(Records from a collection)
— begin —

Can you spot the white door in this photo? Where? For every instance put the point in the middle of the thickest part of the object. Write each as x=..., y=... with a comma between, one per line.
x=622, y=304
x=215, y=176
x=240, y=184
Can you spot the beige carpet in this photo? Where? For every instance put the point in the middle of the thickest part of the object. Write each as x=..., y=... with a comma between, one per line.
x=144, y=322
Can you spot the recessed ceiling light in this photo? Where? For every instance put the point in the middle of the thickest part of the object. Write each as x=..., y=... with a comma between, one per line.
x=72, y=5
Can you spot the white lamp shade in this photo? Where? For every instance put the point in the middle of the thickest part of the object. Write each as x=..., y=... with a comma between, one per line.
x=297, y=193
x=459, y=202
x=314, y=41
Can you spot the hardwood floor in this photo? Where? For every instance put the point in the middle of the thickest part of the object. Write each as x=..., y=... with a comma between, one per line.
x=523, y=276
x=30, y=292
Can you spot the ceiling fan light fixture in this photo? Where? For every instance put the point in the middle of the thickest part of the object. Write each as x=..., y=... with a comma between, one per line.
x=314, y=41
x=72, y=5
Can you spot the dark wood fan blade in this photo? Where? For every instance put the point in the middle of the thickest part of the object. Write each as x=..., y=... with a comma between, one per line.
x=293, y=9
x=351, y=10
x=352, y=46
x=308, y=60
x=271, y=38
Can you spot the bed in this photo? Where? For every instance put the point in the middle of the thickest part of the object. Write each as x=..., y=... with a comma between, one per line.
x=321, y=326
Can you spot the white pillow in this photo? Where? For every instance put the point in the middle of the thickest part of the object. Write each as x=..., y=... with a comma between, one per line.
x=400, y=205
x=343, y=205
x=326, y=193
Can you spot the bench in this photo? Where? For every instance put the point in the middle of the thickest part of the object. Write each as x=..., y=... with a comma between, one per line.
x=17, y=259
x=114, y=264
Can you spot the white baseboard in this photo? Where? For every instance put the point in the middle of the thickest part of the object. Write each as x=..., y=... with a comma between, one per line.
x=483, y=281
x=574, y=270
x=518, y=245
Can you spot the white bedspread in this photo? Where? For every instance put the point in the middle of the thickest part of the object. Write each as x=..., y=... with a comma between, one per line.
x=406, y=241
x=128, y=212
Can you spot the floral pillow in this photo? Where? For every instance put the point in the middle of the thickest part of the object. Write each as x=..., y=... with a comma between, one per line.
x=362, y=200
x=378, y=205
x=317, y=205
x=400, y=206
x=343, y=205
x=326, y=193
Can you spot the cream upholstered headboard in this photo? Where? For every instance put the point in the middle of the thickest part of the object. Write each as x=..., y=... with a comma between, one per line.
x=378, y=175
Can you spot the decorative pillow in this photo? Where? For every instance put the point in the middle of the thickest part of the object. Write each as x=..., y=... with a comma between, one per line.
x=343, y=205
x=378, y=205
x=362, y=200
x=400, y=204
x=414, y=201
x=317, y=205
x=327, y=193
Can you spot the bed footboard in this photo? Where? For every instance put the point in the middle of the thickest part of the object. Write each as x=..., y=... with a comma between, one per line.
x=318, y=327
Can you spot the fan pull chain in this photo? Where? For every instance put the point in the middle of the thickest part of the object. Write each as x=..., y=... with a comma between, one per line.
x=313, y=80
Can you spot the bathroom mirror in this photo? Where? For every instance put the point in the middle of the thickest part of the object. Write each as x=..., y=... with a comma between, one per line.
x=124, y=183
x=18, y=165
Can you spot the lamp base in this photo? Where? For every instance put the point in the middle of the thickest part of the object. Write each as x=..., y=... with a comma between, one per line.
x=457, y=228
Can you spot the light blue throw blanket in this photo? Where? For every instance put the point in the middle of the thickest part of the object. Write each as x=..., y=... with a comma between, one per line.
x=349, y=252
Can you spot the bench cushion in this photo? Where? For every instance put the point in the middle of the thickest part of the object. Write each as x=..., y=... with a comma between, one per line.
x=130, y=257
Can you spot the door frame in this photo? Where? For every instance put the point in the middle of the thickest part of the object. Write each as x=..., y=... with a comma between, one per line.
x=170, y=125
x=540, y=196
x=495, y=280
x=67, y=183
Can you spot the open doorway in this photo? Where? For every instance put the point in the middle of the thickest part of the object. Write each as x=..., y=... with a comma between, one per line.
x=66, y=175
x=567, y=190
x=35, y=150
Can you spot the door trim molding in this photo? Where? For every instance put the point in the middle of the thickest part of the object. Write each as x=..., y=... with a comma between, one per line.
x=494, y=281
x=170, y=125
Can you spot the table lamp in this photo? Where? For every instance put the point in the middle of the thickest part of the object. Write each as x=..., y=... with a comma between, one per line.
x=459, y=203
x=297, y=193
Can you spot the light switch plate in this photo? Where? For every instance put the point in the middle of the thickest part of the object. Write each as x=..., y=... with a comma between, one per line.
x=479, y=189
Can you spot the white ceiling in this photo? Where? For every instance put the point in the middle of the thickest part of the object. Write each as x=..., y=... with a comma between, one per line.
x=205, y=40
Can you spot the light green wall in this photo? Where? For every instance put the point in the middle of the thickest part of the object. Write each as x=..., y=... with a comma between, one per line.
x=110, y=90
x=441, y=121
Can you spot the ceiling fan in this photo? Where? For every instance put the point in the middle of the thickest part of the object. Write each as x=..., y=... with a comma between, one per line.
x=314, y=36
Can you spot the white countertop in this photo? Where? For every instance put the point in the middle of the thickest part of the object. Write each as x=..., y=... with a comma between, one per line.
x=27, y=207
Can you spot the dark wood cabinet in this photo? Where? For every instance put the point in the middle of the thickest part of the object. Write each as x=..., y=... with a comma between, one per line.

— end —

(REQUIRED WORK):
Turn the lines starting at the one containing "Can you spot the open" and ending at the one containing "x=441, y=121" into a numbered list, leaving out blank lines.

(OUTPUT BELOW):
1. Can you spot the open doorway in this photo? Where? For every instance put the point in the middle of the thickest part of the object. Write each as x=..., y=... with a comma between, one per line.
2. x=66, y=175
3. x=567, y=190
4. x=35, y=150
5. Can you spot the door trim molding in this photo? Where? For every instance put the point in the middle of the thickest part of the object. Write each as x=..., y=... with a comma between, one per line.
6. x=494, y=281
7. x=170, y=125
8. Can you spot the table lamp in this photo? Where? For every instance put the point in the middle of the thickest part of the object. Write each as x=..., y=... with a comma between, one per line.
9. x=459, y=203
10. x=297, y=193
11. Can you spot the light switch plate in this photo? Where? For every instance put the point in the middle of the thickest part of the object. Write each as x=..., y=... with a comma between, one per line.
12. x=479, y=189
13. Can you spot the white ceiling in this photo? Where? For every instance put the point in the middle of the thickest part of the object. Write each as x=..., y=... with a comma between, one per line.
14. x=205, y=40
15. Can you spot the light green wall in this photo? Where? For every instance put the point in the middle of the thickest part of the object. Write each as x=..., y=... with a comma between, one per line.
16. x=110, y=90
17. x=441, y=121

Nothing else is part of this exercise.